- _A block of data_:
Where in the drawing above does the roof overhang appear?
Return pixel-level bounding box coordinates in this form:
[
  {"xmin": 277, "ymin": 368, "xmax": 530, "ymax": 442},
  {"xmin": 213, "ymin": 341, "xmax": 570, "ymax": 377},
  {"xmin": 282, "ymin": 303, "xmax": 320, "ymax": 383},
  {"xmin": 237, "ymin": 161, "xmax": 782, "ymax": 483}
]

- _EXERCISE DIRECTIONS_:
Reproduce every line of the entries above word for word, with no changes.

- _FINAL RESULT_:
Where in the drawing above does the roof overhang appear?
Return pixel-level bounding box coordinates in this form:
[
  {"xmin": 277, "ymin": 368, "xmax": 530, "ymax": 442},
  {"xmin": 213, "ymin": 341, "xmax": 570, "ymax": 377},
  {"xmin": 282, "ymin": 303, "xmax": 320, "ymax": 383},
  {"xmin": 237, "ymin": 161, "xmax": 782, "ymax": 483}
]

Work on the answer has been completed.